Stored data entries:
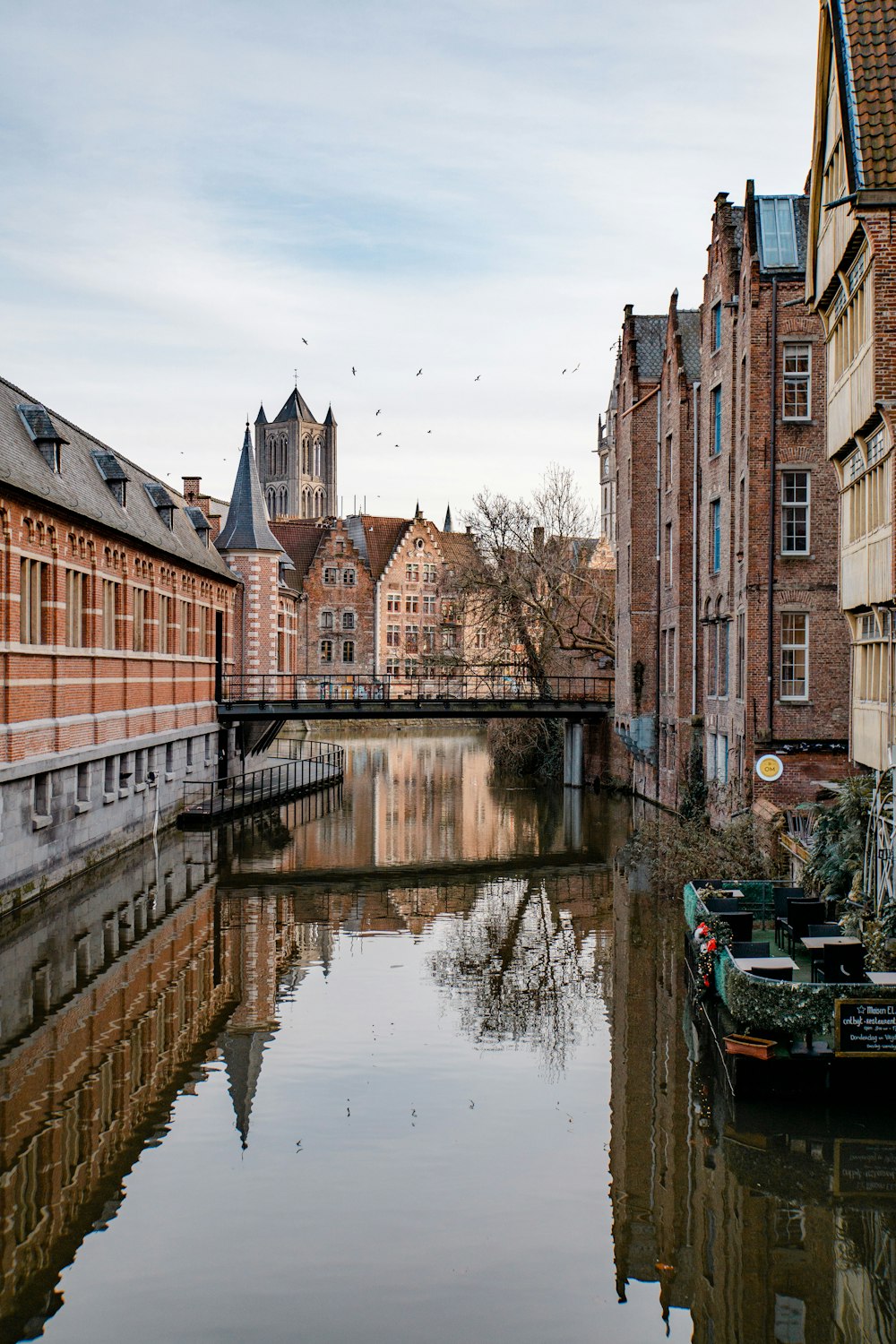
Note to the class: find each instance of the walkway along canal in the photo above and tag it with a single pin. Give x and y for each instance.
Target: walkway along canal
(261, 1083)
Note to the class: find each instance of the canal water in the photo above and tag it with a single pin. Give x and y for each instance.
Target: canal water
(410, 1061)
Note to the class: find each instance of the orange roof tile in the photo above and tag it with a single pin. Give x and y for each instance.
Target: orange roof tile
(869, 69)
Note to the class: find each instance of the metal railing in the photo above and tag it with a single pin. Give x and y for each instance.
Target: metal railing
(487, 685)
(220, 798)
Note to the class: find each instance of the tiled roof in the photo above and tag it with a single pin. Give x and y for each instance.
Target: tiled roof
(689, 332)
(247, 527)
(81, 491)
(375, 538)
(300, 538)
(650, 336)
(458, 548)
(866, 39)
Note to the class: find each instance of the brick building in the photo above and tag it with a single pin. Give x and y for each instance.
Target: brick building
(726, 586)
(850, 284)
(116, 623)
(774, 659)
(637, 395)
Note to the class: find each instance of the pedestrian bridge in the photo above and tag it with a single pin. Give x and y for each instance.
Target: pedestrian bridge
(469, 693)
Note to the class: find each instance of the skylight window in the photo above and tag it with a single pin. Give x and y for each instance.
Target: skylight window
(43, 433)
(777, 233)
(163, 503)
(113, 475)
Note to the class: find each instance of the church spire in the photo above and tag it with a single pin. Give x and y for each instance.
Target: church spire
(246, 527)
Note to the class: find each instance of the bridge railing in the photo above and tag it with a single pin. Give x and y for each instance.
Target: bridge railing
(210, 798)
(470, 683)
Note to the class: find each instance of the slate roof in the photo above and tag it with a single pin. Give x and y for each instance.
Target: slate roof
(866, 43)
(650, 336)
(689, 332)
(300, 538)
(375, 538)
(81, 491)
(246, 527)
(295, 408)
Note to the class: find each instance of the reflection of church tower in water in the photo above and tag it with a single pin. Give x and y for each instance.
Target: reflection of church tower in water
(296, 459)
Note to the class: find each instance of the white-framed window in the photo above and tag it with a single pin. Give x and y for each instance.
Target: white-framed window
(794, 655)
(797, 390)
(794, 513)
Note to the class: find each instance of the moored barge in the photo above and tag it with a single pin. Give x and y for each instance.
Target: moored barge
(785, 994)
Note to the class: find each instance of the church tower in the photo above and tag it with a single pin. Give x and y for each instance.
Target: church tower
(296, 459)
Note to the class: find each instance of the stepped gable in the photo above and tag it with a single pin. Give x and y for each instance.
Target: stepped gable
(689, 333)
(247, 527)
(375, 538)
(81, 489)
(866, 46)
(649, 332)
(301, 539)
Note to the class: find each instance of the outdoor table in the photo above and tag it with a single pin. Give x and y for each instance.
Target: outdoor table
(766, 962)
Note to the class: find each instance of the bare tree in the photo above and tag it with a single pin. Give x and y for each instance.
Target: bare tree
(538, 580)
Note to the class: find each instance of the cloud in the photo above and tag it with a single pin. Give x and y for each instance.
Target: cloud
(477, 188)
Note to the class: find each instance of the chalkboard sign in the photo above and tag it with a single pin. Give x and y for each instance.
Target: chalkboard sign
(866, 1168)
(866, 1026)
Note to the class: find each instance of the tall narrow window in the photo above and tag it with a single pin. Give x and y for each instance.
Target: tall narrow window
(139, 620)
(797, 392)
(794, 513)
(794, 655)
(75, 604)
(109, 613)
(716, 325)
(34, 602)
(715, 429)
(715, 537)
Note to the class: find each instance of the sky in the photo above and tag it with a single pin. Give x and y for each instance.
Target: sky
(203, 198)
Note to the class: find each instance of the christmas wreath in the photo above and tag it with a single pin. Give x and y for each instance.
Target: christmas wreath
(711, 935)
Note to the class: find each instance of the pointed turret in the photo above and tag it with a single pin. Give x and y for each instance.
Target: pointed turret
(246, 527)
(296, 408)
(242, 1054)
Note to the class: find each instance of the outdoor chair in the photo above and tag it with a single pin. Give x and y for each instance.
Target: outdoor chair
(842, 965)
(750, 949)
(799, 916)
(739, 922)
(718, 905)
(774, 972)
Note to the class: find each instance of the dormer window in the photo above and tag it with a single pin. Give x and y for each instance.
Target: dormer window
(43, 433)
(201, 521)
(113, 475)
(163, 503)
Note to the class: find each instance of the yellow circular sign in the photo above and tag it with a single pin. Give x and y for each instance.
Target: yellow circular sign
(770, 768)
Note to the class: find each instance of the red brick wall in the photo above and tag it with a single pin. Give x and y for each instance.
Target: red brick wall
(54, 696)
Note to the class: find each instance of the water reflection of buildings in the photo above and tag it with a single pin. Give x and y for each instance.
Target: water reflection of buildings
(418, 798)
(764, 1225)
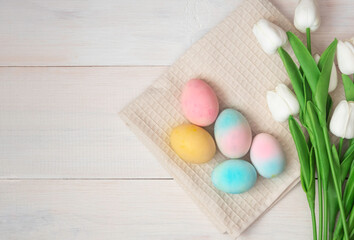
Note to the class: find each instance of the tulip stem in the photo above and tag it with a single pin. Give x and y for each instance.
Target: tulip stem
(336, 183)
(308, 35)
(340, 147)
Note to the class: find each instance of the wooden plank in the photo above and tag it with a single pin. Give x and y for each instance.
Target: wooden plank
(129, 210)
(110, 32)
(63, 123)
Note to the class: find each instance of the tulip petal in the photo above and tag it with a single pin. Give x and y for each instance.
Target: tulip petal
(278, 107)
(339, 121)
(307, 16)
(289, 97)
(345, 57)
(333, 81)
(269, 35)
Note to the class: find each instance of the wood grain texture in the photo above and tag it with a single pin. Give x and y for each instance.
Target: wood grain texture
(85, 210)
(63, 122)
(110, 32)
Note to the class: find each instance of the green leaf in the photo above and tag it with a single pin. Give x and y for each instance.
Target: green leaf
(306, 61)
(347, 162)
(348, 197)
(348, 87)
(316, 132)
(336, 163)
(321, 93)
(325, 54)
(302, 151)
(294, 75)
(328, 107)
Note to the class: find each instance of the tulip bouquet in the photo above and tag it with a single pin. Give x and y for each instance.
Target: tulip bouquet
(312, 80)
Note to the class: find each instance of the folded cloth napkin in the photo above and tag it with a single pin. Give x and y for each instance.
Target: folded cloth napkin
(231, 61)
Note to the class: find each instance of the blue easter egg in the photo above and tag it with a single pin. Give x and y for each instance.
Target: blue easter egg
(234, 176)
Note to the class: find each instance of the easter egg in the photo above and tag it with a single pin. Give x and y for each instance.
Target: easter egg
(234, 176)
(199, 103)
(192, 143)
(267, 155)
(233, 134)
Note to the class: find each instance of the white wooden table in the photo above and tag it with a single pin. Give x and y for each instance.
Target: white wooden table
(69, 168)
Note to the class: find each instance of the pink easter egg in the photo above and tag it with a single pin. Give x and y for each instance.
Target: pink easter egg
(199, 103)
(233, 134)
(267, 155)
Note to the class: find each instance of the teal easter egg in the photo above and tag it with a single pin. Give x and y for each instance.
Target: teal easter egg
(234, 176)
(233, 134)
(267, 155)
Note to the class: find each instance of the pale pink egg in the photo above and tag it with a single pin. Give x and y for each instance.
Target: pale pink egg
(267, 155)
(233, 134)
(199, 103)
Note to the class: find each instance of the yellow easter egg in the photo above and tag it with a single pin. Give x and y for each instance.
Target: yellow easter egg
(192, 143)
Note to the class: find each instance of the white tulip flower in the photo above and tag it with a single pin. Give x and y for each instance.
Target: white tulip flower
(269, 35)
(342, 122)
(345, 57)
(307, 15)
(282, 103)
(333, 81)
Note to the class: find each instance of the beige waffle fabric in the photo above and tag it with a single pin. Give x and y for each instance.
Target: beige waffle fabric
(231, 61)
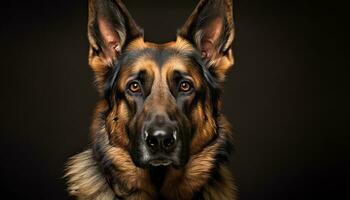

▶ _Exercise_: Select every line in the entries above that contains the word "skylight" and copy each of those lines.

▶ _Worked solution_:
Note to the class: find each instance of the skylight window in the photo above and tag it with a single pin. Give x and y for each instance.
Target: skylight window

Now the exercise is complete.